## TANTANGAN:
Lanjutkan tulisan tentang Pilkades pertama di bawah ini, mulai setelah kalimat terakhirnya.

## TEKS SUMBER:
☆ ☆ ☆

Senin, 11 Januari 2010

Pilkades Pertamaku

Minggu, 10 Januari kemarin, di desaku diselenggarakan Pemilihan Kepala Desa (Pilkades) untuk masa jabatan 6 (enam tahun) ke depan. Pilkades ini diikuti oleh 3 (tiga) orang calon, satu dari kampung tempat tinggalku (incumbent), dan dua lagi dari kampung tetangga.

Pilkades kemarin itu, adalah kali pertama aku ikut memberikan suara. Pada Pilkades sebelumnya, aku tidak sempat memberikan suara karena sedang berada di luar kampungku. Tapi kemarin, aku mempunyai waktu luang untuk menunaikan hak aku sebagai warga masyarakat yang mempunyai hak pilih guna menentukan perjalanan desaku enam tahun ke depan.

☆ ☆ ☆

## CUPLIKAN DATA:
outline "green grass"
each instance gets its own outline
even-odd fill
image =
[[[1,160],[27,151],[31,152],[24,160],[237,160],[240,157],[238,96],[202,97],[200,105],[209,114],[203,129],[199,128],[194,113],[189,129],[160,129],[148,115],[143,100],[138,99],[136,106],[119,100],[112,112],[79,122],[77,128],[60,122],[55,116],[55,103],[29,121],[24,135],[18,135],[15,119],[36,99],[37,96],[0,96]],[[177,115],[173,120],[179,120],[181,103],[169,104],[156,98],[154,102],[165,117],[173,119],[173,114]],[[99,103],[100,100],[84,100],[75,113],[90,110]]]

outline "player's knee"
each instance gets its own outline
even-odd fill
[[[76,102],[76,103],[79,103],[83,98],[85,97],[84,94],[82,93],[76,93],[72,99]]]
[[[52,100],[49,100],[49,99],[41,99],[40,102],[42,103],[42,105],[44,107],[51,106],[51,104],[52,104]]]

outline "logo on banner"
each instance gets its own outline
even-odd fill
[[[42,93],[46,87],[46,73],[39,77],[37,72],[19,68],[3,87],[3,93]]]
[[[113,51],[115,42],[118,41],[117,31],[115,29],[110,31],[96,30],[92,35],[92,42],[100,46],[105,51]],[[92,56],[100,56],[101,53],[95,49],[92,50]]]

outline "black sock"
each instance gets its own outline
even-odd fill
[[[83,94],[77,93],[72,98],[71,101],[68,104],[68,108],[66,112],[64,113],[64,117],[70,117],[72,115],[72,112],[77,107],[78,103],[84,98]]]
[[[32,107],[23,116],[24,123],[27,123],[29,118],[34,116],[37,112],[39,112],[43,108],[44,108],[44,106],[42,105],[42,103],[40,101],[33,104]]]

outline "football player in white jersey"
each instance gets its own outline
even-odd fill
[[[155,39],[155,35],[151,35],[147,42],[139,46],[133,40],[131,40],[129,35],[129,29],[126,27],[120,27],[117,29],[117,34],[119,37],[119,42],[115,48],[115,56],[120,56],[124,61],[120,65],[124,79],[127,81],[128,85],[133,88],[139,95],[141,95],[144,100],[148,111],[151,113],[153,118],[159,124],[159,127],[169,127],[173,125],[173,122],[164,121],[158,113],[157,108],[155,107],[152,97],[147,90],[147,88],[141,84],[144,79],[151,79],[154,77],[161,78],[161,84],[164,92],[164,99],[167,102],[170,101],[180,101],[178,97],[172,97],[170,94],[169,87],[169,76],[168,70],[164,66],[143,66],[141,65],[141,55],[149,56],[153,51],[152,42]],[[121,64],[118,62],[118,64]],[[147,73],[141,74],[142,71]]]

☆ ☆ ☆

## JAWABAN TUGAS:
Hajatan demokrasi yang digelar di desaku kemarin adalah "the real democracy" yang dipentaskan warga sebuah penduduk desa. Calon yang bertarung sebelumnya telah menyampaikan visi, misi, dan program mereka di hadapan warga masyarakat (difasilitasi oleh Panitia Pemilihan di masjid-masjid yang ada di setiap kampung). Bukan hanya menyampaikan visi, misi dan program kerja, ketiga calon pun melakukan tanya jawab langsung dengan warga masyarakat.

Yang menarik, calon incumbent (yang berasal dari kampungku itu) kalah suara oleh calon baru yang sama sekali buta dengan pemerintahan desa. Politik uang rupanya menyihir warga masyarakat untuk segera lupa dengan gaya kepemimpinan calon incumbent dan segera dihinggapi rasa benci yang tak beralasan.

Sayang, the real democracy di desaku diwarnai politik uang, rupanya model-model yang diperankan para pemangku negara ini menghinggapi juga para tim kampanye. Akibatnya walaupun berlangsung cukup aman, tapi Pilkadesku ternoda oleh ulah oknum-oknum yang membodohi warga masyarakat dengan iming-iming uang dan atau barang (yang tak seberapa).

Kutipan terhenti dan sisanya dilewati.